Passage provided
BEGIN

We must exercise caution not to trip over smart meters

Smart metering of electricity consumption is one key measure being adopted by India to alleviate the financial distress of electricity distribution companies (discoms). This idea gathered steam after the finance minister announced in the Union budget speech for 2020-21 that all conventional consumer meters would be replaced by smart meters by 2022.

A scheme worth ₹3.05 trillion was unveiled in the budget for 2021-22 that focuses closely on smart metering. So far, over 1.9 million smart meters have been installed, primarily under the Smart Meter National Programme (SMNP), steered by the state-owned Energy Efficiency Services Ltd (EESL). A recent media article, however, reported a proposal to extend the deadline to 2023 and reduce the scale of the programme.

Smart meters, through automatic bill generation and remote disconnection, are expected to significantly improve metering and billing efficiencies, and in turn, increase discom revenues. The revenue gaps of discoms have been increasing, exacerbated by the pandemic, even as their dues to power generators have been piling up, now estimated at around ₹70,000 crore.

To address the predicament of discoms, significant further investment in smart meters is being proposed by the Centre, with a large-scale roll-out justified on expectations of a vast improvement in payment collection efficiency.

However, a need-based assessment, especially of small consumers, is crucial before state electricity regulatory commissions (SERCs) approve state-wise roll-outs.

END

Records supplied
BEGIN

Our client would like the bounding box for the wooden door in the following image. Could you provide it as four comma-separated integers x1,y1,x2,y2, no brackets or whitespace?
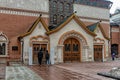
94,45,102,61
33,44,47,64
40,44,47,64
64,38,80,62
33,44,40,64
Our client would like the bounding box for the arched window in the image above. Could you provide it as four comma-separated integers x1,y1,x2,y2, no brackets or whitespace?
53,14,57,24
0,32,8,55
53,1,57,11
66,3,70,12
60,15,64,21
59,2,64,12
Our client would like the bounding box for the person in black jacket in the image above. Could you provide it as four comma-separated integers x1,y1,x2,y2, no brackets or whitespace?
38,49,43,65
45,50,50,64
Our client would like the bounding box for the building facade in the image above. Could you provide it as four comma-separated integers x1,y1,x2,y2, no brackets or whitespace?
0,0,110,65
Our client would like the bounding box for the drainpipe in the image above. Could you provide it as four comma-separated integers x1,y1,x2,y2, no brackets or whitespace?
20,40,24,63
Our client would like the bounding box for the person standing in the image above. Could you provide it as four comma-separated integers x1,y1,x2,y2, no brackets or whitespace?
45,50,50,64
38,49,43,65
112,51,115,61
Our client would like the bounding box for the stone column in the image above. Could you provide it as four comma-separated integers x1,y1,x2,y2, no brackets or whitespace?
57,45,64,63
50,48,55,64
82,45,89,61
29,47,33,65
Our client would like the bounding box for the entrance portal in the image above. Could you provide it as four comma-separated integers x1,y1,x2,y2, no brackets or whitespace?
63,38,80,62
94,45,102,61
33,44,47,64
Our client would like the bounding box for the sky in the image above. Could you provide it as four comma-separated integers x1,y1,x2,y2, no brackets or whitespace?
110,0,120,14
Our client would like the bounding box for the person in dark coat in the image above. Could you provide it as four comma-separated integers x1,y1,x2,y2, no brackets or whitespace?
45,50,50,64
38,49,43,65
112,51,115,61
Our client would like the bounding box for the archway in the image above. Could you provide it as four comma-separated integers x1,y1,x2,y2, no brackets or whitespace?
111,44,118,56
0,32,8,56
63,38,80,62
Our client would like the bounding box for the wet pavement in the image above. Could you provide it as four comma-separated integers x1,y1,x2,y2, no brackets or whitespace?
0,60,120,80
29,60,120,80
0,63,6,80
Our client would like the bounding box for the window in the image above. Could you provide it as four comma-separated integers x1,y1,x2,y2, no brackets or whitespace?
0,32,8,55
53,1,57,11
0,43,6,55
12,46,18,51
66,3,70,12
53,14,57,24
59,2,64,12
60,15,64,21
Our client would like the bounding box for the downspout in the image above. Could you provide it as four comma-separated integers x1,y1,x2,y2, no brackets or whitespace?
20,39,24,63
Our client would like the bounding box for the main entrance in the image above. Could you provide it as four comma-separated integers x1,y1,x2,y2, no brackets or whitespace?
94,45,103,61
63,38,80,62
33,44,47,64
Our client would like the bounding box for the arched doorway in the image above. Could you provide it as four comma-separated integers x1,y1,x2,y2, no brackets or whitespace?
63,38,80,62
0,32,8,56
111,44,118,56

END
BEGIN

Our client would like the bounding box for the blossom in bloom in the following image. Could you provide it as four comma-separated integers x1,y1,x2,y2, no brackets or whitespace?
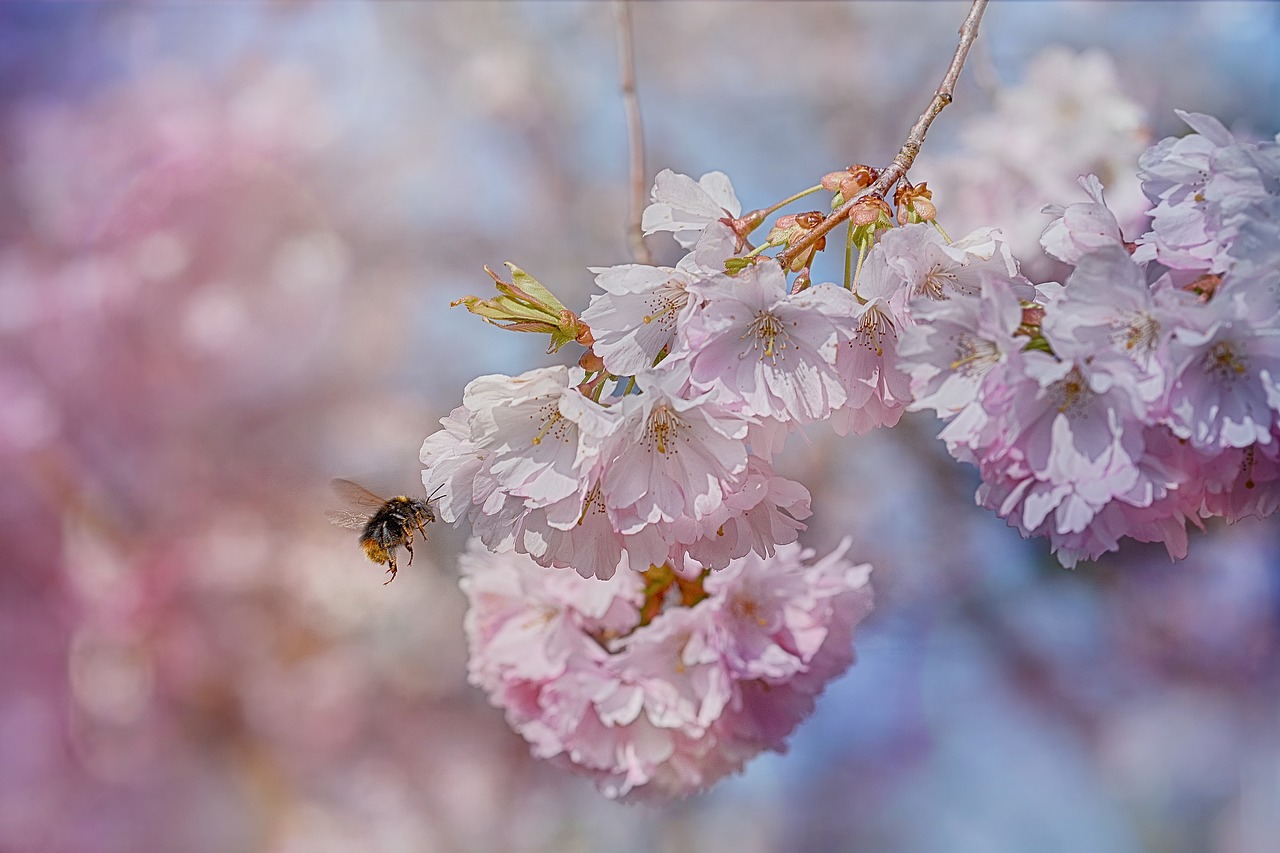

END

Your instructions
Repeat the part of the smart meters text starting at "However, a need-based" and ending at "approve state-wise roll-outs.", word for word. The items have no connection to the smart meters text.

Solution for this exercise
However, a need-based assessment, especially of small consumers, is crucial before state electricity regulatory commissions (SERCs) approve state-wise roll-outs.